Exercise data START
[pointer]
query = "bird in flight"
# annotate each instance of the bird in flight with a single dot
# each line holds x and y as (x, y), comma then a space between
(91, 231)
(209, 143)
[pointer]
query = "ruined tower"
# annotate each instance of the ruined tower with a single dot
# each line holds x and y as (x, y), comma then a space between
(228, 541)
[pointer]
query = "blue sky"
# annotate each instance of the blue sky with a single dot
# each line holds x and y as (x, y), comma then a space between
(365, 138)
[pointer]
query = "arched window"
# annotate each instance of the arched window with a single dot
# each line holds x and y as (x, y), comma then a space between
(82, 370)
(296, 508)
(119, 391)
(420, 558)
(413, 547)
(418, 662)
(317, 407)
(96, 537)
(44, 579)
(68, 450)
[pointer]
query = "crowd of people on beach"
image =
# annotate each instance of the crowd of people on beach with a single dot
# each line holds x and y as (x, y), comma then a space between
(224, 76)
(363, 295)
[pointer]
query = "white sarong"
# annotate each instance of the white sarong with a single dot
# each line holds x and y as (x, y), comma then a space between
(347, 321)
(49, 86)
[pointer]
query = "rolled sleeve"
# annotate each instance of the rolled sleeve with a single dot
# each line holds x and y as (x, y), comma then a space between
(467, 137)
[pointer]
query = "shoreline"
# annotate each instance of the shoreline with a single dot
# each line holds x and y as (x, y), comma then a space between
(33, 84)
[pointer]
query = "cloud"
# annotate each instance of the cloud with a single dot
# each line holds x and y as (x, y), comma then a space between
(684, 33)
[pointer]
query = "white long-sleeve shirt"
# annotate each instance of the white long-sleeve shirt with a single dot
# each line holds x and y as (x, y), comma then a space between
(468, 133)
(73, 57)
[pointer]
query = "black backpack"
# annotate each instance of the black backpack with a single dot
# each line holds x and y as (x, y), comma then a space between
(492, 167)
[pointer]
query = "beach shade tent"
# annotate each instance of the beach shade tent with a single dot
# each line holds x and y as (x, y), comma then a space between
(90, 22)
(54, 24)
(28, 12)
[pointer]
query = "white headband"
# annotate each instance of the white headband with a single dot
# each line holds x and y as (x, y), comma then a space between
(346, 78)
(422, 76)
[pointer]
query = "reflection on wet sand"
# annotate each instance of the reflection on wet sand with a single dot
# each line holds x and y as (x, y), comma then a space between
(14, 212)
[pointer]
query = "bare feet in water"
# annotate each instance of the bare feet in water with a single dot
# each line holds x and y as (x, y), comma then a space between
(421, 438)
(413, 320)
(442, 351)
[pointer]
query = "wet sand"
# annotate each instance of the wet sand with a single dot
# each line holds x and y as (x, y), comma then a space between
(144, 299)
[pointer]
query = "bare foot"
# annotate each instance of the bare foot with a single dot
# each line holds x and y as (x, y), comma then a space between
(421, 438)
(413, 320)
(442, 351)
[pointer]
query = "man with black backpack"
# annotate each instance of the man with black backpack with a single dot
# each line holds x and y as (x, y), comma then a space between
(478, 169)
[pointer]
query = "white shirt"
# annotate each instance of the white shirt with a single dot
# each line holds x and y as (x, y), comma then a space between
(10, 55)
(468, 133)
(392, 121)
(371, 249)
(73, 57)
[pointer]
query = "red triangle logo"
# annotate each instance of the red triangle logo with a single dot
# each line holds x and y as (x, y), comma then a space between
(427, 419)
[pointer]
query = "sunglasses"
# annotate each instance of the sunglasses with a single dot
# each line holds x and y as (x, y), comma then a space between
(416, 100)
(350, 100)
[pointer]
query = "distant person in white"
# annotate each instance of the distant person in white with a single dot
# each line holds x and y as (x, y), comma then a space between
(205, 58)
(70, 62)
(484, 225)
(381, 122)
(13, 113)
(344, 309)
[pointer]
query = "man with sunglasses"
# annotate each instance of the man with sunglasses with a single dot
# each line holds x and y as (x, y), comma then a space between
Exercise data END
Your answer should consist only of the lines above between the line holding "# annotate each instance of the bird" and the line holding "# annotate each instance of the arched", inclusive, each transcribed exactly.

# annotate each instance of the bird in flight with a single dot
# each line holds x and y as (x, y), comma then a space between
(91, 231)
(209, 143)
[pointer]
query = "ruined tower"
# annotate each instance of the ruined tower with a single dot
# each line holds x and y as (x, y), comma then a space between
(228, 541)
[pointer]
query = "blue sky"
# annotate each instance of the blue sky with a single dot
# each line holds x and y as (x, y), comma then a space between
(365, 138)
[pointer]
query = "arched window"
# annotate each instance of the arched window with a single dot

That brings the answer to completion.